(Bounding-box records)
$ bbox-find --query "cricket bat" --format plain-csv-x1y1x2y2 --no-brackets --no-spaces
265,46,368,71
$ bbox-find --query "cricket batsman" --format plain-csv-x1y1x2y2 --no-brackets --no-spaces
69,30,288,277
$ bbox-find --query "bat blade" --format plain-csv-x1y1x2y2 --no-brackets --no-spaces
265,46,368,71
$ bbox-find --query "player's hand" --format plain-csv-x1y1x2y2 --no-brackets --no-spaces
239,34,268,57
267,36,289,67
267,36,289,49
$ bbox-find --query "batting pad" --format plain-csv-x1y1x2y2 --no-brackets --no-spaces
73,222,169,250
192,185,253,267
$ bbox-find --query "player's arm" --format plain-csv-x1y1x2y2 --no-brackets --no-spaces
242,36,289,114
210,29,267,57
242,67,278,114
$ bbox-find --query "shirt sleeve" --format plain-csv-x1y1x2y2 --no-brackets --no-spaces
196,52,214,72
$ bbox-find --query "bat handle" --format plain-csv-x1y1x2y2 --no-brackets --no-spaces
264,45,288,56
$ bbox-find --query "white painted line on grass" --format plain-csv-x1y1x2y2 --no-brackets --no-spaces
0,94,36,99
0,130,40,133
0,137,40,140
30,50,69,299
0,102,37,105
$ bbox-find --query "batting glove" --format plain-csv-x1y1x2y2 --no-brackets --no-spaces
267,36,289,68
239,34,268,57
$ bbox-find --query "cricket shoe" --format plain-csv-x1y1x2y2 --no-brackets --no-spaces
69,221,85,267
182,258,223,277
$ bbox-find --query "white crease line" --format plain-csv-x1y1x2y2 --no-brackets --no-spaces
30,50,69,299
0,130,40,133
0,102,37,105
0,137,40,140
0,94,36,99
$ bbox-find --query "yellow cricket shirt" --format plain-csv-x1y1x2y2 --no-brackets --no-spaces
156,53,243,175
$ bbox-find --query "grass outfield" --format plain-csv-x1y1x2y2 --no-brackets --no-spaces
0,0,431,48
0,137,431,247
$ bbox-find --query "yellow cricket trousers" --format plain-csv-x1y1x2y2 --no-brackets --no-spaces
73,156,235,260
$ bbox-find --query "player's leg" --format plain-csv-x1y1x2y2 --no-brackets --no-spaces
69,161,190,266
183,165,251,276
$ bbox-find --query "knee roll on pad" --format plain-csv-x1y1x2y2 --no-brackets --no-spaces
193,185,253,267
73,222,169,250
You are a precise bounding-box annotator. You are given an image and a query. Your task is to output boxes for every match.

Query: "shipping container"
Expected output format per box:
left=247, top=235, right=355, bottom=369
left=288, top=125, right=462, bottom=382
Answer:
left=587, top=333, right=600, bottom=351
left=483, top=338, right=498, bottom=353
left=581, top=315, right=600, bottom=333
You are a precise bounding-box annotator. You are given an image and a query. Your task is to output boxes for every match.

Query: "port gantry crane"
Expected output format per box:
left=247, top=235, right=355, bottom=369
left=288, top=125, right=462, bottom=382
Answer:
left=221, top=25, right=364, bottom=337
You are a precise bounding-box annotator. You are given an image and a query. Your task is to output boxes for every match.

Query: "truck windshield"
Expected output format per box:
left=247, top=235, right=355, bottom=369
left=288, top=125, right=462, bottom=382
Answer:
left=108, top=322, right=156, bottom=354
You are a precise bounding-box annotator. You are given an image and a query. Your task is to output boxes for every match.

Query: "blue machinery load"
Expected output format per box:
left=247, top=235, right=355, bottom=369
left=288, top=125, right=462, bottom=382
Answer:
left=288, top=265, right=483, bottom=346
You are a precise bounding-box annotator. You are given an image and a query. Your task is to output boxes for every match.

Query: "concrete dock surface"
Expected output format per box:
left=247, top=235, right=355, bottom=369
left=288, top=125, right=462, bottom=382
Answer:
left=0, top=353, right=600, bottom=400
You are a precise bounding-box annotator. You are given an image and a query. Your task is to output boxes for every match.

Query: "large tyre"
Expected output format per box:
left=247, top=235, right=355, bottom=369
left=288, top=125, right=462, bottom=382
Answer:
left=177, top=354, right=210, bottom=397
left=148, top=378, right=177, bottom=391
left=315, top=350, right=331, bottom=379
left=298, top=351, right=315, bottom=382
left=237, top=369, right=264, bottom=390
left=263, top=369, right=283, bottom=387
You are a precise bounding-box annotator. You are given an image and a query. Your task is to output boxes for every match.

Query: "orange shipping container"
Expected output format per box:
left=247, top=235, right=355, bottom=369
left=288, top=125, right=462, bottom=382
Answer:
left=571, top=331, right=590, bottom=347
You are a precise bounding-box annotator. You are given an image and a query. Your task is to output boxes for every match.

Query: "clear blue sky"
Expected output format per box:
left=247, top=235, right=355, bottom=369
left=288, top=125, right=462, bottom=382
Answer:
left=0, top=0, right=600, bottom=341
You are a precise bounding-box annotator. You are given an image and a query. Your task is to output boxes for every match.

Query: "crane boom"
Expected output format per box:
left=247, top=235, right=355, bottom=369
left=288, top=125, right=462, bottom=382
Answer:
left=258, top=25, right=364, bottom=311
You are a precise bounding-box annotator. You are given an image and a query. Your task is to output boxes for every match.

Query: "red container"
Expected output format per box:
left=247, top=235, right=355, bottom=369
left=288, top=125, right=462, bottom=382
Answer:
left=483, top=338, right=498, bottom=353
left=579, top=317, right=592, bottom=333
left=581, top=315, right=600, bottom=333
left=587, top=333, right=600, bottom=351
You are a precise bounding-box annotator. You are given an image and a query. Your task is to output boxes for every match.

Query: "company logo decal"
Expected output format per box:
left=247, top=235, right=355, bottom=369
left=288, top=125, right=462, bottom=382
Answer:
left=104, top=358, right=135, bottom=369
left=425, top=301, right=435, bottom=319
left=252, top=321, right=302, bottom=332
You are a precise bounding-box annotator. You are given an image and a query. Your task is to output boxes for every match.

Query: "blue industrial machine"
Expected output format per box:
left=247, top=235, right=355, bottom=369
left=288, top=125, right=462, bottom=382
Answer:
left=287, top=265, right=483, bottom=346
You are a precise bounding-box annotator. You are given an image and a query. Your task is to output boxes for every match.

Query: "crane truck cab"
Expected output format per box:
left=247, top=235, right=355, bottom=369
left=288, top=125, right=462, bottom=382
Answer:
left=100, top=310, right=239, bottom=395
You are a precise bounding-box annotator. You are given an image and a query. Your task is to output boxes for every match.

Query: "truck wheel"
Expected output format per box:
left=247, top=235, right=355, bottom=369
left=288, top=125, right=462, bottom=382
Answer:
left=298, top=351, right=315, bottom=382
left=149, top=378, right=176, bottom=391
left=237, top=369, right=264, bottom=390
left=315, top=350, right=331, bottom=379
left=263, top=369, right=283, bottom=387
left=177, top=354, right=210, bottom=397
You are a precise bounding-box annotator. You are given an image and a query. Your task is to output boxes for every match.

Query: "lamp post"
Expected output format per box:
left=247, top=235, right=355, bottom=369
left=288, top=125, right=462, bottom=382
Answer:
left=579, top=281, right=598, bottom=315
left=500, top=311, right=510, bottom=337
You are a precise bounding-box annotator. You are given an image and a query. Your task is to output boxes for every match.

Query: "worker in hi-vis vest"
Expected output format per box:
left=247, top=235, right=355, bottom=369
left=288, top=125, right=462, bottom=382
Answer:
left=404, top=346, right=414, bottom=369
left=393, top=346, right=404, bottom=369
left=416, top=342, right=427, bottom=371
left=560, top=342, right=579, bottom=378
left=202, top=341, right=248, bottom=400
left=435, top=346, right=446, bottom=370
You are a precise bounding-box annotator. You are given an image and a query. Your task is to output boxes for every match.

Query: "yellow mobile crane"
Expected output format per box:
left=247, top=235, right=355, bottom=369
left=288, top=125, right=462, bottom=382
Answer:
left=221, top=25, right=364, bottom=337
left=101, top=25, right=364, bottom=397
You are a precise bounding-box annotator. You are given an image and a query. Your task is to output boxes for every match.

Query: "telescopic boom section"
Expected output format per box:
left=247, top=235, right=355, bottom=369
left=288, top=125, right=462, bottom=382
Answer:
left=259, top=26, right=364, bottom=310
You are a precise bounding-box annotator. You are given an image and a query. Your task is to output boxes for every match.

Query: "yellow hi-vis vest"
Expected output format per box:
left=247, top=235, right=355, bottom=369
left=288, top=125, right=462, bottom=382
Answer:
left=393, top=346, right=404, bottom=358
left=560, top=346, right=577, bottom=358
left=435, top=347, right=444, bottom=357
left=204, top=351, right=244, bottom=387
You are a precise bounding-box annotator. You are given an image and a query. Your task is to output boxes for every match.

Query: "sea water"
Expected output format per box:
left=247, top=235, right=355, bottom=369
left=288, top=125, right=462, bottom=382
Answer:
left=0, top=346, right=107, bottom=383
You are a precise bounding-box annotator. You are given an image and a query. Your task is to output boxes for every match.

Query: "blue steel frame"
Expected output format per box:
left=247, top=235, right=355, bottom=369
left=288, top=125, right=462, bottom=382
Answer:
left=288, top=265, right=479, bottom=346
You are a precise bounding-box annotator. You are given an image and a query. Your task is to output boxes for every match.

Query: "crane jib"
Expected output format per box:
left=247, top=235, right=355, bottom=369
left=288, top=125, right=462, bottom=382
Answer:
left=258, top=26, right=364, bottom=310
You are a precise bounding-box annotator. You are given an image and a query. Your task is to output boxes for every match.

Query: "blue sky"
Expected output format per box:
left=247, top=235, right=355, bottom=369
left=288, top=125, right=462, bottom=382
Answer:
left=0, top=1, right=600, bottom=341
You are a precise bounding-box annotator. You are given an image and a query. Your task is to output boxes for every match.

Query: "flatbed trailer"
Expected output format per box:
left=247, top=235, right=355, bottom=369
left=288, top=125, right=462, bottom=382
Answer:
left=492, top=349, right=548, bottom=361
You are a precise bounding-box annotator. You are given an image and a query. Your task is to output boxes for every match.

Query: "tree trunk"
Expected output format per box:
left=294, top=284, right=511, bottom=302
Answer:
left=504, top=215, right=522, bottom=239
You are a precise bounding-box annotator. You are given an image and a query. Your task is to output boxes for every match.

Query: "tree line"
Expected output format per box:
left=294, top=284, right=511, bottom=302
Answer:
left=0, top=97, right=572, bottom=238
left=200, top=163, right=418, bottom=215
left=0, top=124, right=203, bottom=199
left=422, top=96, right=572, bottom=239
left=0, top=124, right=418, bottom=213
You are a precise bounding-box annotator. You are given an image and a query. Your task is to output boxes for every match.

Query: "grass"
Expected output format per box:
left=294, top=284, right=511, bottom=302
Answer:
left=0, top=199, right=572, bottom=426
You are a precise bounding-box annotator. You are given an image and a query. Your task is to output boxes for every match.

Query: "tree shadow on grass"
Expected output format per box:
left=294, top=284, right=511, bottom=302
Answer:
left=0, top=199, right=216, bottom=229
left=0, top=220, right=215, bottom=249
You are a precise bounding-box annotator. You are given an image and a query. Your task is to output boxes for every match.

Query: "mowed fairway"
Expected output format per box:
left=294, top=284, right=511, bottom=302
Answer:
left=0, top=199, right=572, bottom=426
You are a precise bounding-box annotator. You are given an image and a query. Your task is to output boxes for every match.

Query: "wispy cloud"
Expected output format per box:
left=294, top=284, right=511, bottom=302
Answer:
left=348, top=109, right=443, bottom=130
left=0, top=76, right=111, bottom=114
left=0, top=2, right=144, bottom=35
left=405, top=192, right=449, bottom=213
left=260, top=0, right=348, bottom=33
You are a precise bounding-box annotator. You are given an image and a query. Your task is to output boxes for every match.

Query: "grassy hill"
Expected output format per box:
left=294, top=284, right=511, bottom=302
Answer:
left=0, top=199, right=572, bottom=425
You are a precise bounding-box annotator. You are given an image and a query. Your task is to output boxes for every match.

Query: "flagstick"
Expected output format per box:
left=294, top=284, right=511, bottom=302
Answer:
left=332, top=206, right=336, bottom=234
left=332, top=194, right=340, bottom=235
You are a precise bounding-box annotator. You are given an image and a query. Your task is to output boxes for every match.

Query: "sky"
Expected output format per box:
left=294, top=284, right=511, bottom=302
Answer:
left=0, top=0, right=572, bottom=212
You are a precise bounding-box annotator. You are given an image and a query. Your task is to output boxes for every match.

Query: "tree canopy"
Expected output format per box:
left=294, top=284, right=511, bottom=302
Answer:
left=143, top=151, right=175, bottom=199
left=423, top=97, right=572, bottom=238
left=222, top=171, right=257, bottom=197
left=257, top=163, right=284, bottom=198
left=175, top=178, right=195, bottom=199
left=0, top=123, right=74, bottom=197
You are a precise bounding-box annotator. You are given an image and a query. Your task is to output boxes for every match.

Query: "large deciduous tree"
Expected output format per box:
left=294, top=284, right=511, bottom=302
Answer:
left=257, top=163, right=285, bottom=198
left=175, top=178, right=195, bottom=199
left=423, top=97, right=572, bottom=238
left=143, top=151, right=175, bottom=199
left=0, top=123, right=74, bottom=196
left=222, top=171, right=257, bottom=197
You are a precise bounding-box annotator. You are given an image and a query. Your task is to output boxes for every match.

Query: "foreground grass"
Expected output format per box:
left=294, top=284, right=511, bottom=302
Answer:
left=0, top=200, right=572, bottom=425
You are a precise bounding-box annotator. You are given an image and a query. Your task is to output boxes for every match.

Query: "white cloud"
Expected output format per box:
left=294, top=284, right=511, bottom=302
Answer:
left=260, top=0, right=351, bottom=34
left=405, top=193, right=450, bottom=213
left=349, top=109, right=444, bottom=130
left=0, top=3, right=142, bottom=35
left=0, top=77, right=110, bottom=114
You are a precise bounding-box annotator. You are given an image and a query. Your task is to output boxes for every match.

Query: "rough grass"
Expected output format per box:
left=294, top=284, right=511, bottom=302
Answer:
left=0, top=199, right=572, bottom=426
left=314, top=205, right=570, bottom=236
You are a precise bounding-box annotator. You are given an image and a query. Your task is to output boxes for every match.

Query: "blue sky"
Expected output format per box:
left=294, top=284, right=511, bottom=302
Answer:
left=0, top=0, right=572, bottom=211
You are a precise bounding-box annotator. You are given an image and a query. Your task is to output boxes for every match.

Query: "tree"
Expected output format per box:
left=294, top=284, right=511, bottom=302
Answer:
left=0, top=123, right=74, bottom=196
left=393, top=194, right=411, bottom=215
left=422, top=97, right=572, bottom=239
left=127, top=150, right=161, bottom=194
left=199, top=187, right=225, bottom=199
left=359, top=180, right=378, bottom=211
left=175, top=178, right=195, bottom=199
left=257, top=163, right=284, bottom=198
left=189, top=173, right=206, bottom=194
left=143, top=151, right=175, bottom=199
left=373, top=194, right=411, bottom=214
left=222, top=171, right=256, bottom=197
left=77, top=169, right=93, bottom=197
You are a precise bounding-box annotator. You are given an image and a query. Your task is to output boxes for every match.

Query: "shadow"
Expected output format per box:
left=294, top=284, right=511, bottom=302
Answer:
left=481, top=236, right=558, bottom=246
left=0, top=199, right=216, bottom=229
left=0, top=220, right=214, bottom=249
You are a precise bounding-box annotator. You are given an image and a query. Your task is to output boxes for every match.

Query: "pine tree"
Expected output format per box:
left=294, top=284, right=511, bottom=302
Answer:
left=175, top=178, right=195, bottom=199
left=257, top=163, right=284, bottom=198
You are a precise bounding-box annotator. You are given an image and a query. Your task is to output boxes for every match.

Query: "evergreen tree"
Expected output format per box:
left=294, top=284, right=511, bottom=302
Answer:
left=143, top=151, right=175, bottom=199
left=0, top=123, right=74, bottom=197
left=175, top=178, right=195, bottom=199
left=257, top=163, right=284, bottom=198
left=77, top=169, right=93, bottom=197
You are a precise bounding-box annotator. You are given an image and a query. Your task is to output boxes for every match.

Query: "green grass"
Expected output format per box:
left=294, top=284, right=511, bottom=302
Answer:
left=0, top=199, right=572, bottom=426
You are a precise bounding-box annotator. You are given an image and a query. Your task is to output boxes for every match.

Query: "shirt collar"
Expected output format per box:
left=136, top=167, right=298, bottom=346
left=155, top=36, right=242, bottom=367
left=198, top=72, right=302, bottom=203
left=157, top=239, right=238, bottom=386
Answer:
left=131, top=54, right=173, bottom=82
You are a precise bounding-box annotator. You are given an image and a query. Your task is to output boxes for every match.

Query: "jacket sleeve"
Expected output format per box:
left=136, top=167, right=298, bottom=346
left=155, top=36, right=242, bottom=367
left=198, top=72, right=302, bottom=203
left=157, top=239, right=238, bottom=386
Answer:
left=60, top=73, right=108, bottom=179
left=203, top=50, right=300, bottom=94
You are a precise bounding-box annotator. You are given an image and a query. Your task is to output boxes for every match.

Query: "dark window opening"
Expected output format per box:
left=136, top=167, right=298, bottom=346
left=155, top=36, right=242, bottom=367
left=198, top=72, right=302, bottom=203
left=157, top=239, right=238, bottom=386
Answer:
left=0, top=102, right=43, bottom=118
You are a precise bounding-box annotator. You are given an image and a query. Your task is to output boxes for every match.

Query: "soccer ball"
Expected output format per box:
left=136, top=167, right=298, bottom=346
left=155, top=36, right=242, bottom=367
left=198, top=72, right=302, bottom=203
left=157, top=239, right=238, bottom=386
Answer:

- [Task directions]: Reproduce the records starting at the first line and ending at the line containing "264,45,288,56", replacing every occurrence of "bbox-find" with "box-locate" and leaving everything else unchanged.

- [Answer below]:
$ box-locate --query "cricket bat" --format plain-csv-x1y1x2y2 --no-brackets --no-spaces
265,46,368,71
$ box-locate --query "cricket batsman" --format plain-csv-x1y1x2y2 --no-brackets --no-spaces
69,30,288,277
$ box-locate --query "bat blade" --format plain-csv-x1y1x2y2 --no-brackets --no-spaces
265,46,368,71
$ box-locate --query "player's hand" --format plain-csv-x1y1x2y2 --no-brackets --no-spaces
239,34,268,57
267,36,289,67
267,36,289,49
$ box-locate --query "batting pad" --format plain-csv-x1y1x2y2 --no-brackets --no-spaces
73,222,169,250
192,185,253,267
$ box-locate --query "player's arm" --format plain-csv-x1y1x2y2 --no-brackets --no-spaces
242,36,289,114
210,29,267,57
242,67,278,114
$ box-locate --query "shirt sleeve" --format plain-csv-x1y1x2y2 --no-brackets --no-spaces
196,52,214,72
$ box-locate --query "bat handle" --format plain-csv-x1y1x2y2 --no-brackets --no-spaces
264,45,288,56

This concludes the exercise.